Gösterilen Metin.

---

Pandemi sonrası artan risk iştahı ve yatırımcı tabanının genişlemesiyle sermaye piyasalarının derinleşme sürecine girdiğini belirten Atasoy, Türkiye’nin yatırım fonları büyüklüğünün, Avrupa ve Japonya gibi piyasalara göre düşük olduğunu ancak ciddi bir büyüme potansiyeli taşıdığını vurguladı. Atasoy, fon çeşitliliği, dijitalleşme ve yabancı yatırımcı ilgisinin artmasıyla bu potansiyelin ortaya çıkabileceğini ifade etti.
“Sıkı duruş sürdükçe TL’nin cazibesi devam eder”
Hedef Portföy’ün para piyasası fonları, yatırımcılara aylık yüzde 4 getiri sağladığını söyleyen Atasoy, Merkez Bankası’nın mevcut politika duruşu devam ettiği sürece bu getiriyi korumayı beklediklerini ifade etti.
TL’nin cazip bir yatırım aracı olarak kalacağını vurgulayan Atasoy, “Para piyasası fonları, mevduata alternatif olarak güçlü bir seçenek sunmaya devam edecek. Bugün artık yatırımcının gidip: “Ben para piyasası fonu almak istiyorum” dediği bir noktadayız. En nihayetinde yatırımcı getiriye odaklanıyor. Eskiden hisse senetleri için forumlar olurdu. Şimdi de herkes birbirine para piyasası fonlarını, serbest döviz fonlarını veya portföy çeşitlendirmenin avantajlarını anlatıyor. Geldiğimiz noktada da fon yatırımcı sayısı 5 milyonu geçti. Bu çok önemli bir rakam.

---

Veri Kümesi.
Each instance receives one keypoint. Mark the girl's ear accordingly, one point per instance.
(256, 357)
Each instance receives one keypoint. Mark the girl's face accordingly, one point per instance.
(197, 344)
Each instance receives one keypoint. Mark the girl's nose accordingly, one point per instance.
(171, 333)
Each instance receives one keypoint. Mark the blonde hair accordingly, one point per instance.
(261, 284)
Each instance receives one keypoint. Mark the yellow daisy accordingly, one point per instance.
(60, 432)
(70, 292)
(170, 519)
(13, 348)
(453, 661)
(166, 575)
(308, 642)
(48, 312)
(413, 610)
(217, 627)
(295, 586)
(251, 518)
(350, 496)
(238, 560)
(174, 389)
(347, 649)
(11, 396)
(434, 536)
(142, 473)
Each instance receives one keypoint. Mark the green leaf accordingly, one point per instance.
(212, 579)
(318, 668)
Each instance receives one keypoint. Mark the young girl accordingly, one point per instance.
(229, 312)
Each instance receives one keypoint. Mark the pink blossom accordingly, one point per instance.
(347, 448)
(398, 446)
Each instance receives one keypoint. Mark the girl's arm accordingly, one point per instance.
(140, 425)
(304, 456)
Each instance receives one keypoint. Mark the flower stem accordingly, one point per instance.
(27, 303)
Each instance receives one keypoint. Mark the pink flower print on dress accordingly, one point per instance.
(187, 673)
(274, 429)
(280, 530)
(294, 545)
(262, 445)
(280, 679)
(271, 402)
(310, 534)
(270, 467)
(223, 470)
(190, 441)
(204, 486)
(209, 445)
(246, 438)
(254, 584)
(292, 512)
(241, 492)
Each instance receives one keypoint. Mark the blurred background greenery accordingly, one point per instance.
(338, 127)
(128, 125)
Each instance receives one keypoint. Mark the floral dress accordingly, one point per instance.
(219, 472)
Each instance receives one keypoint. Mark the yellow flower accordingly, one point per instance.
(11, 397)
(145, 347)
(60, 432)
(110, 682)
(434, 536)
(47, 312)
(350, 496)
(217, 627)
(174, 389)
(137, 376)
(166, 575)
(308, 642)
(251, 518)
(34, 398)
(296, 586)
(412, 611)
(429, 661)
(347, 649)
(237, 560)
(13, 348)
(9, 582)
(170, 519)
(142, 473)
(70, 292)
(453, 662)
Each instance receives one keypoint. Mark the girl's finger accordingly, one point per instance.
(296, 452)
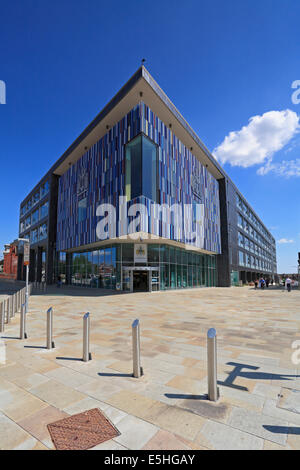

---

Alıştırmalar.
1: Gösterilen metinde "Pandemi sonrası artan" sözcüklerini içeren yerden başlayıp "beklediklerini ifade etti." ile biten bölümü, "Merkez Bankası’nın" yerine "TCMB’nin" koyarak düzenleyin ve yeniden yazın.
2: Gösterilen metne göre aşağıdaki soruları cevaplayın.
(a) Hedef Portföy’ün para piyasası fonları yatırımcılara aylık yüzde kaç getiri sağlıyor?
(b) Fon yatırımcı sayısı hangi rakamı geçmiş?
(c) Türkiye’nin yatırım fonları büyüklüğü hangi piyasalara göre düşük bulunuyor?

Cevap Anahtarı.
1:
Pandemi sonrası artan risk iştahı ve yatırımcı tabanının genişlemesiyle sermaye piyasalarının derinleşme sürecine girdiğini belirten Atasoy, Türkiye’nin yatırım fonları büyüklüğünün, Avrupa ve Japonya gibi piyasalara göre düşük olduğunu ancak ciddi bir büyüme potansiyeli taşıdığını vurguladı. Atasoy, fon çeşitliliği, dijitalleşme ve yabancı yatırımcı ilgisinin artmasıyla bu potansiyelin ortaya çıkabileceğini ifade etti.
“Sıkı duruş sürdükçe TL’nin cazibesi devam eder”
Hedef Portföy’ün para piyasası fonları, yatırımcılara aylık yüzde 4 getiri sağladığını söyleyen Atasoy, TCMB’nin mevcut politika duruşu devam ettiği sürece bu getiriyi korumayı beklediklerini ifade etti.

2:
(a) Aylık yüzde 4 getiri sağlıyor.
(b) Fon yatırımcı sayısı 5 milyonu geçmiş.
(c) Avrupa ve Japonya gibi piyasalara göre düşük bulunuyor.